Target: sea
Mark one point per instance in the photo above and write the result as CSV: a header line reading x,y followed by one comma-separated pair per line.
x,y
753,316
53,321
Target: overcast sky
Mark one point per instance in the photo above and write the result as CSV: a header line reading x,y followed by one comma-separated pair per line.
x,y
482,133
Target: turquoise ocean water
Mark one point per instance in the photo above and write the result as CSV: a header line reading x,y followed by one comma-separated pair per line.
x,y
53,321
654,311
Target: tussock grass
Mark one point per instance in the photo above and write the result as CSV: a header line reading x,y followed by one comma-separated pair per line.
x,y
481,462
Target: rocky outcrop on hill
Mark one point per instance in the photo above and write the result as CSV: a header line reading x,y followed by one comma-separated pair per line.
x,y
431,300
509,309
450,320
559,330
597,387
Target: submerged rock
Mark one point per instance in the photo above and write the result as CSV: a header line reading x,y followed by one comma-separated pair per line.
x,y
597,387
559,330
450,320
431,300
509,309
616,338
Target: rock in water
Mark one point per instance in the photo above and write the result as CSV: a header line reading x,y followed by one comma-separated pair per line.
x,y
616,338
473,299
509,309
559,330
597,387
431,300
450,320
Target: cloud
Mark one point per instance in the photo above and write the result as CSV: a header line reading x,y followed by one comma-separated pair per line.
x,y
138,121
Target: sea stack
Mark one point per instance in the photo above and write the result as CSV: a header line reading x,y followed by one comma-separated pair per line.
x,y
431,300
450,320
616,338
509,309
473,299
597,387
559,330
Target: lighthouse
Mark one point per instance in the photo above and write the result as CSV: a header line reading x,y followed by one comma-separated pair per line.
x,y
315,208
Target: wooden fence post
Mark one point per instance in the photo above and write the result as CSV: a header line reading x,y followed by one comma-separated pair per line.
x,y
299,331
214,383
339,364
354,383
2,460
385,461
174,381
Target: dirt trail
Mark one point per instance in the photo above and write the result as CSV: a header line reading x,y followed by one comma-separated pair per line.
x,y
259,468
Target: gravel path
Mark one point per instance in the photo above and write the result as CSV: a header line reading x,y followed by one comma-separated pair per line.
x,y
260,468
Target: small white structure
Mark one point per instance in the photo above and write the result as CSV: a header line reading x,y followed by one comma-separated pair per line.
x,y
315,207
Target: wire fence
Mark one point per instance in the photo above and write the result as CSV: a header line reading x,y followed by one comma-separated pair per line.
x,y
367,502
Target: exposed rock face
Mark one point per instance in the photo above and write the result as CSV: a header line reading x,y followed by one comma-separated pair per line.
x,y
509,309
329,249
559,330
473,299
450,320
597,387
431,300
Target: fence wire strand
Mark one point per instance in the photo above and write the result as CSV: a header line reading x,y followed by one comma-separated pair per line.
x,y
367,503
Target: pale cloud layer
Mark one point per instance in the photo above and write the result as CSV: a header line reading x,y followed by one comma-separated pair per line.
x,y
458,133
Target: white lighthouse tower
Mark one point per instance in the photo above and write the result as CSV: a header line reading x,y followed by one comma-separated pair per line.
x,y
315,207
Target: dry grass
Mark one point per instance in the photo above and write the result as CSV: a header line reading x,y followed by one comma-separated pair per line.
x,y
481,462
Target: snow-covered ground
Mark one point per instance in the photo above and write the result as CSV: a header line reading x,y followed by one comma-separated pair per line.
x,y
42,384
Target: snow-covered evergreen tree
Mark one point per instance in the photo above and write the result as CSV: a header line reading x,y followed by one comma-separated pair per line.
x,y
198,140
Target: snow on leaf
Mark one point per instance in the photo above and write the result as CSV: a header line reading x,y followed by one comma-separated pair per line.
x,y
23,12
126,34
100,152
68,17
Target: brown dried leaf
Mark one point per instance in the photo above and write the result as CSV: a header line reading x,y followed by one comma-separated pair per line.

**Your goal**
Rewrite the listing from the line that contains "Target: snow on leaf" through the end of the listing, inclusive, giving only those lines and keeping the requests. Multiply every point coordinate in the answers by 0.5 and round each result to a whole number, with halves rounded up.

**Result for this task**
Target: snow on leaf
Mark one point per instance in the photo above and write the result as CSV: a header line reading x,y followed by one comma-separated pair per line.
x,y
12,6
63,17
50,76
34,9
Target: brown dried leaf
Mark one point per instance in the photo above and write the result as CSV: a header line reading x,y followed by one comma-separated pair per line.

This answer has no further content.